═══ 저장된 기록 ═══

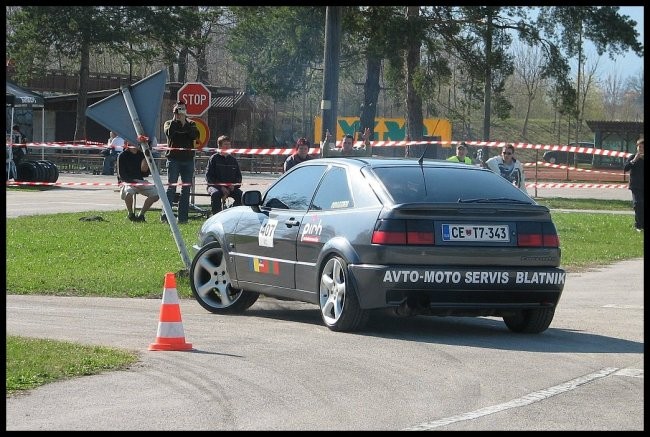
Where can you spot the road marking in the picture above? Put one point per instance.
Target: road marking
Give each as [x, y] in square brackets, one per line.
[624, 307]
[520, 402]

═══
═══ 저장된 기록 ═══

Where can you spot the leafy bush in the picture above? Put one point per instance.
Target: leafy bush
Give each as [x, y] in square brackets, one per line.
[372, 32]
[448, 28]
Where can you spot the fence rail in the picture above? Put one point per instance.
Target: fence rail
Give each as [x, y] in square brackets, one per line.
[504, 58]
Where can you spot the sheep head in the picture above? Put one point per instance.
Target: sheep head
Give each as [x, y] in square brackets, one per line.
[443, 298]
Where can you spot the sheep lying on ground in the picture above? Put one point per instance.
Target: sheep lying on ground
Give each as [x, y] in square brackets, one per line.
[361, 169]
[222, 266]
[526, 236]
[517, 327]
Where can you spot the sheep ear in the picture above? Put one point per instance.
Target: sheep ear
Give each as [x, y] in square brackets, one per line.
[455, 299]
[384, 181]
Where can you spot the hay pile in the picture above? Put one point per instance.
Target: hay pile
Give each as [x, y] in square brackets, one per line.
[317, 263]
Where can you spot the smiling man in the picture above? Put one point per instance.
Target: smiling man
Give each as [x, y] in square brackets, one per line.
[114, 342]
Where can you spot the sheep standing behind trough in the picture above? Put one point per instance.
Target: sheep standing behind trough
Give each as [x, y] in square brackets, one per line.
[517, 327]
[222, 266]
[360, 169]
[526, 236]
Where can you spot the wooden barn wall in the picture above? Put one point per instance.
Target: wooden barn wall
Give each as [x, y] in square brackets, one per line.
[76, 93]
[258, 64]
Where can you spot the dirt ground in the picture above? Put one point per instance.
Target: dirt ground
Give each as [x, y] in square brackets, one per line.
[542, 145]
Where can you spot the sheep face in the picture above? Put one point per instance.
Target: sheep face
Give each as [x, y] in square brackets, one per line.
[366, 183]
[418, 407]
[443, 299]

═══
═══ 저장된 기록 ═══

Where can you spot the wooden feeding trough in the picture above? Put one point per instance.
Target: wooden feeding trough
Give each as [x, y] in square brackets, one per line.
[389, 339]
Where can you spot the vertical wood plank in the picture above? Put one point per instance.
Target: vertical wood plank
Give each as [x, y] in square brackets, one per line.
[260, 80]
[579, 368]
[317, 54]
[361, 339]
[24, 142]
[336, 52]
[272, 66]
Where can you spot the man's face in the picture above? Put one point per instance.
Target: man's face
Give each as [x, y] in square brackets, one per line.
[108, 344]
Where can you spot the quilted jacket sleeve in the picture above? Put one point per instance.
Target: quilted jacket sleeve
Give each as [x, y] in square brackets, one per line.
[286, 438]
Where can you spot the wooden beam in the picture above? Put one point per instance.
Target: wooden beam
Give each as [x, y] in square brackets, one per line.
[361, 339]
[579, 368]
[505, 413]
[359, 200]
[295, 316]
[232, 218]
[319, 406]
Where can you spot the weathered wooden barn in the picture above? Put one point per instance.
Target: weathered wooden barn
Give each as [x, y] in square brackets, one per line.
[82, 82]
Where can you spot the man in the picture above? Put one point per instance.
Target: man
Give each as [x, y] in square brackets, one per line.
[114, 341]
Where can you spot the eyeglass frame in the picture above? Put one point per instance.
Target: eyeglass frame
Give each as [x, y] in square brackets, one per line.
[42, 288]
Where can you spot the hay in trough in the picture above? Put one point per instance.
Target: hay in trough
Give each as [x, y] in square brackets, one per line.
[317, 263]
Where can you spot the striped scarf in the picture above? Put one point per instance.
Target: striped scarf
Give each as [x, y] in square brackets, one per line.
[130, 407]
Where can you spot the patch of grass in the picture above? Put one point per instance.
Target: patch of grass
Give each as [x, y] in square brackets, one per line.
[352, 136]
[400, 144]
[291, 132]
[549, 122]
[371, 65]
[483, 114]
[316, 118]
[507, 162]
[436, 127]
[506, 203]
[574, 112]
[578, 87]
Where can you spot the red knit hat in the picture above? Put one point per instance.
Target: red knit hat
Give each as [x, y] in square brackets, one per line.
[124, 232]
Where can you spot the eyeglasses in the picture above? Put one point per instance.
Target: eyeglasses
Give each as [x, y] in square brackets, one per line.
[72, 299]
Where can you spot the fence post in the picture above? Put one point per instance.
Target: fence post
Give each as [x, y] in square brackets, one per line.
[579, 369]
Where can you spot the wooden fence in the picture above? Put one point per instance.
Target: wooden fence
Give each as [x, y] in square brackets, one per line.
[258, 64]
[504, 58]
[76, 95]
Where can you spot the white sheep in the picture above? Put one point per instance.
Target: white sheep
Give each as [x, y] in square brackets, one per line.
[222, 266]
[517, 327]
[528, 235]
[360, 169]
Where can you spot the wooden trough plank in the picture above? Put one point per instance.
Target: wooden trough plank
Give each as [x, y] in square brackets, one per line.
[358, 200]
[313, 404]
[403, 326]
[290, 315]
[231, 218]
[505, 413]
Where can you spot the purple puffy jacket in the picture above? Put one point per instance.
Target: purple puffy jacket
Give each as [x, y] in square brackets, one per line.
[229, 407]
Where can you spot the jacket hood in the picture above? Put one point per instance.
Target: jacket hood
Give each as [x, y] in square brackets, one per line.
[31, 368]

═══

* **해야 할 일**
위 목록에서 "jacket"라는 단어가 들어 있는 줄을 모두 골라 옮겨 적으시오. 대소문자는 구별한다.

* **문제 정답**
Where can you spot the quilted jacket sleeve in the picture above? Put one point per instance.
Target: quilted jacket sleeve
Where can you spot the purple puffy jacket in the picture above? Put one point per instance.
Target: purple puffy jacket
Where can you spot the jacket hood in the picture above? Put one point per instance.
Target: jacket hood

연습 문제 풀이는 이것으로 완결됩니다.